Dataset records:
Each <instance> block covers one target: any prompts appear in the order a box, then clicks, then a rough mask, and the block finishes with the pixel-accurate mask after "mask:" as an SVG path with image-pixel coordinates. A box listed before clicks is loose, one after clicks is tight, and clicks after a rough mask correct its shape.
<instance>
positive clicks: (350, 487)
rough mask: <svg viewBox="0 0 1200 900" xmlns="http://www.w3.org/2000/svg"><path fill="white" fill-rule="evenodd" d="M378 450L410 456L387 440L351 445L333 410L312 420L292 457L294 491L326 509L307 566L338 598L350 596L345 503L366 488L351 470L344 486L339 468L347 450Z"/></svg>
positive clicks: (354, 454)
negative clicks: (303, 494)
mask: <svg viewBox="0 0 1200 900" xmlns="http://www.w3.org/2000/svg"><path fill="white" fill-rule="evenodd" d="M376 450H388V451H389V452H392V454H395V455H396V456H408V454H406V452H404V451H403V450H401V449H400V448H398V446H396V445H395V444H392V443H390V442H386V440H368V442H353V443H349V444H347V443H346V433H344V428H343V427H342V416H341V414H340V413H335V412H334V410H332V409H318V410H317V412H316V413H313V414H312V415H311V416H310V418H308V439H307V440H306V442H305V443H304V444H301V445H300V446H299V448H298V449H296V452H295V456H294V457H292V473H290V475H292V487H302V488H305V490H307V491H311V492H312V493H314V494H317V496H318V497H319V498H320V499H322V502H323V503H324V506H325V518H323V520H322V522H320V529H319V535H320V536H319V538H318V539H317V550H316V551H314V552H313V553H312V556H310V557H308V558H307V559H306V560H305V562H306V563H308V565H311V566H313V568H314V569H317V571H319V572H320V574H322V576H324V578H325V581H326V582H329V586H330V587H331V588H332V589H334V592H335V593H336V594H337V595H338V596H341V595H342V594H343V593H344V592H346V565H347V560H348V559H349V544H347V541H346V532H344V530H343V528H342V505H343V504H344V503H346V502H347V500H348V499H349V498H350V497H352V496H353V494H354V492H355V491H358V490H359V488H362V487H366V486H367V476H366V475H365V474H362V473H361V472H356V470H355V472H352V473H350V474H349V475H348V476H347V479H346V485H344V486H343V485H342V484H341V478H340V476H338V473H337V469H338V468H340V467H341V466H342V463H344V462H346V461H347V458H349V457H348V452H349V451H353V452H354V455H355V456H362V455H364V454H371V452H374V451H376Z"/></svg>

# TRY IT
Reproduce the material above in full, substituting "coarse mask" for every occurrence of "rough mask" and leaving all other text unchanged.

# OUTPUT FOR THIS TASK
Each <instance> block covers one target: any prompts appear in the order a box, then clicks, then a coarse mask, and the block finishes with the pixel-accurate mask after "mask:" as an SVG path with image-pixel coordinates. A box listed before clicks is loose, one after clicks is tight, and clicks after a coarse mask correct its shape.
<instance>
positive clicks: (350, 487)
coarse mask: <svg viewBox="0 0 1200 900" xmlns="http://www.w3.org/2000/svg"><path fill="white" fill-rule="evenodd" d="M378 450L410 456L387 440L351 445L333 410L312 420L292 457L294 491L326 509L307 566L338 598L350 596L345 503L366 488L351 470L344 486L339 468L347 450Z"/></svg>
positive clicks: (354, 454)
negative clicks: (303, 494)
mask: <svg viewBox="0 0 1200 900" xmlns="http://www.w3.org/2000/svg"><path fill="white" fill-rule="evenodd" d="M376 450H388V451H389V452H392V454H395V455H396V456H408V454H406V452H404V451H403V450H401V449H400V448H398V446H396V445H395V444H392V443H390V442H386V440H368V442H353V443H349V444H347V443H346V433H344V428H343V427H342V416H341V414H340V413H335V412H334V410H332V409H318V410H317V412H316V413H313V414H312V415H311V416H310V418H308V439H307V440H306V442H305V443H304V444H301V445H300V446H299V448H298V449H296V452H295V456H294V457H292V473H290V475H292V487H302V488H305V490H307V491H311V492H312V493H314V494H317V496H318V497H319V498H320V499H322V502H323V503H324V506H325V518H323V520H322V522H320V529H319V535H320V536H319V538H318V539H317V550H316V551H314V552H313V553H312V556H310V557H308V558H307V559H306V560H305V562H306V563H308V565H311V566H313V568H314V569H317V571H319V572H320V574H322V576H324V578H325V581H326V582H329V586H330V587H331V588H332V589H334V592H335V593H336V594H337V595H338V596H341V595H342V594H343V593H344V592H346V565H347V560H348V559H349V544H347V541H346V532H344V530H343V528H342V505H343V504H344V503H346V502H347V500H348V499H349V498H350V497H352V496H353V494H354V492H355V491H358V490H359V488H362V487H366V486H367V476H366V475H365V474H362V473H361V472H356V470H355V472H352V473H350V474H349V475H348V476H347V479H346V485H344V486H343V485H342V484H341V478H340V476H338V473H337V469H338V468H340V467H341V466H342V463H344V462H346V461H347V458H349V457H348V452H349V451H353V452H354V455H355V456H362V455H364V454H371V452H374V451H376Z"/></svg>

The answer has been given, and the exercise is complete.